_What the exercise asks_.
Reproduce the records from the line containing "Objective — one marker on every instance of the wall-mounted" down through the end of the records, putting "circle" wherever "disc" appears and keeping everything else identical.

_Material shown_.

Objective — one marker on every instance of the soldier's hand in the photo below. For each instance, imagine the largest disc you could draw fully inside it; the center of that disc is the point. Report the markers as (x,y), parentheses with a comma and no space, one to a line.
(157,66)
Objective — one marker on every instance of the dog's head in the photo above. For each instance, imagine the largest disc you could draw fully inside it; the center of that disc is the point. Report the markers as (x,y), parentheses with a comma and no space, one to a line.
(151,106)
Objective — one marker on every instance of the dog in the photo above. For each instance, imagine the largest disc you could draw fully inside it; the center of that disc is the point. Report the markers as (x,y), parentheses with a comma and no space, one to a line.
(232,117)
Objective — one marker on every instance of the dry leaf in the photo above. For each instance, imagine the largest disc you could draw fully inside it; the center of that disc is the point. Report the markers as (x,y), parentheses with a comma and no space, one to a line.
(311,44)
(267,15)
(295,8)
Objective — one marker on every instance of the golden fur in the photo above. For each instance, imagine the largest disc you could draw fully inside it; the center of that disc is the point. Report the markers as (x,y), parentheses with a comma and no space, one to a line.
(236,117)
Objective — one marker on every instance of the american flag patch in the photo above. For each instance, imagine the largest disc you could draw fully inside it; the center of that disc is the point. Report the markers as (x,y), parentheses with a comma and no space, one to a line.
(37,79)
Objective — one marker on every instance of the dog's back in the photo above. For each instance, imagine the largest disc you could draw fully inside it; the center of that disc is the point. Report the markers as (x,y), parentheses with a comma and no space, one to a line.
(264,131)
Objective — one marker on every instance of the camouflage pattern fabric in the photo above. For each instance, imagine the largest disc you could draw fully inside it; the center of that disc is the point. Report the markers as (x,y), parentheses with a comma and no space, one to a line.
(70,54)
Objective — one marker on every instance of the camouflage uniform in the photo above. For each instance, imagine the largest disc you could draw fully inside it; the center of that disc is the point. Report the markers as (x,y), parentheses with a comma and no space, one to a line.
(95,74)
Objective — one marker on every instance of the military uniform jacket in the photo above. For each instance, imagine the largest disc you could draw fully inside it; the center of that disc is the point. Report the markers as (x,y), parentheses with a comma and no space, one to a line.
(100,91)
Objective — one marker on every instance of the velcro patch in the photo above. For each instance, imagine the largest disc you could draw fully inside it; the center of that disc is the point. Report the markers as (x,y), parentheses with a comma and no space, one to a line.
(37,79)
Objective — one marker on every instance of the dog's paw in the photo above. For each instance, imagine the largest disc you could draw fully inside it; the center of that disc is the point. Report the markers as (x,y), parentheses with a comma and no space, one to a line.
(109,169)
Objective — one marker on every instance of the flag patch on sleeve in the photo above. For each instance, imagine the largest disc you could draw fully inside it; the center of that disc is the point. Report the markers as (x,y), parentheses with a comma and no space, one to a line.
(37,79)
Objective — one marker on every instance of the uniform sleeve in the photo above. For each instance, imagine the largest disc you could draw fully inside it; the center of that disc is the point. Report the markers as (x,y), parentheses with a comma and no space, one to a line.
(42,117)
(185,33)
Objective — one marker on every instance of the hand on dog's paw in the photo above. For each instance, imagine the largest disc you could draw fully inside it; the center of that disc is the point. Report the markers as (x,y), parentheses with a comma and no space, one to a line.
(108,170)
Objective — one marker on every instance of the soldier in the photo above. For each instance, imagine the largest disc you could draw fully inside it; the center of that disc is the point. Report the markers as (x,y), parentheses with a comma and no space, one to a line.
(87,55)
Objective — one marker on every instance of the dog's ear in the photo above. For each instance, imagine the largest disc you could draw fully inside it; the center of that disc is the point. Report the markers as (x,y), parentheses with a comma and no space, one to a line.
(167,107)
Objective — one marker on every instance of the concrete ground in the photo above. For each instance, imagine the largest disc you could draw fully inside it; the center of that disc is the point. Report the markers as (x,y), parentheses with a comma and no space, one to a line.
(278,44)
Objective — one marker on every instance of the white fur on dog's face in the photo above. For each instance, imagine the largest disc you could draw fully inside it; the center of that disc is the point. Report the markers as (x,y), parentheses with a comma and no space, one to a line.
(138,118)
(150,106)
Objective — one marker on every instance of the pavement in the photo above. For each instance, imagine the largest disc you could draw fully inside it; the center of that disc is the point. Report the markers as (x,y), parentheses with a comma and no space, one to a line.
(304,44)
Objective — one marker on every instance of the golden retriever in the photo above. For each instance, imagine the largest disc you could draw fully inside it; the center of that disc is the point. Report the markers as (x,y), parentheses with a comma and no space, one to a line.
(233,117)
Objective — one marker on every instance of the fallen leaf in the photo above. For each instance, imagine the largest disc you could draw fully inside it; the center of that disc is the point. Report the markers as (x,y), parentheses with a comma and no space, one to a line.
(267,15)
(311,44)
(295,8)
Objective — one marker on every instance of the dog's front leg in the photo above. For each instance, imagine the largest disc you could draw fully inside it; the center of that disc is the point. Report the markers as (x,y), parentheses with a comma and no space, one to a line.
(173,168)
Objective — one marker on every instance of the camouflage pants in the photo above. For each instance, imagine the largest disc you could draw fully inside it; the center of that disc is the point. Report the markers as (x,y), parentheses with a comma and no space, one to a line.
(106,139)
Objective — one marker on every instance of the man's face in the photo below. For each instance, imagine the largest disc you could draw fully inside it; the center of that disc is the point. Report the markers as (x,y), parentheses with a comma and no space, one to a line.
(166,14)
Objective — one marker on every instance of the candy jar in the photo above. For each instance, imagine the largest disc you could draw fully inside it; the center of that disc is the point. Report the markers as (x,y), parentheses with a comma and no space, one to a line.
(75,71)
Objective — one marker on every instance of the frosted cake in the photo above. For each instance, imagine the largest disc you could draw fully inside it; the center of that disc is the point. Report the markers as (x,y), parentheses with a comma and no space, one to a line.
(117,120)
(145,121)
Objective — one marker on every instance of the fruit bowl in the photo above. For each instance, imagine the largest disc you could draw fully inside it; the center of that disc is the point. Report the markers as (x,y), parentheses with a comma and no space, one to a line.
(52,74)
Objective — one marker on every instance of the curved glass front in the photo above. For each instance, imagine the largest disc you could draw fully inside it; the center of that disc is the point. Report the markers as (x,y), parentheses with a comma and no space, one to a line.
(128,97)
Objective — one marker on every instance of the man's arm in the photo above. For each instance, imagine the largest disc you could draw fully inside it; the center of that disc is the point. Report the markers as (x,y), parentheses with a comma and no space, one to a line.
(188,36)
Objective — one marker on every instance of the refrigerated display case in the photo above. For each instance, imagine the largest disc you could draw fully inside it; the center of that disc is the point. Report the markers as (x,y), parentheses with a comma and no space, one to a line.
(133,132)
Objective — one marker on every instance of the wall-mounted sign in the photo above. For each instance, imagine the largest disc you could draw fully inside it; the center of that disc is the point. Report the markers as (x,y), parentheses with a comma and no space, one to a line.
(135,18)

_Answer to the exercise_.
Objective — one marker on every instance of the wall-mounted sign in the photo above. For each instance, imagine the largest circle you could draw fully inside it; the center of that circle is the point. Report the markers as (x,y), parentheses with a comma and no space, one to a line.
(135,18)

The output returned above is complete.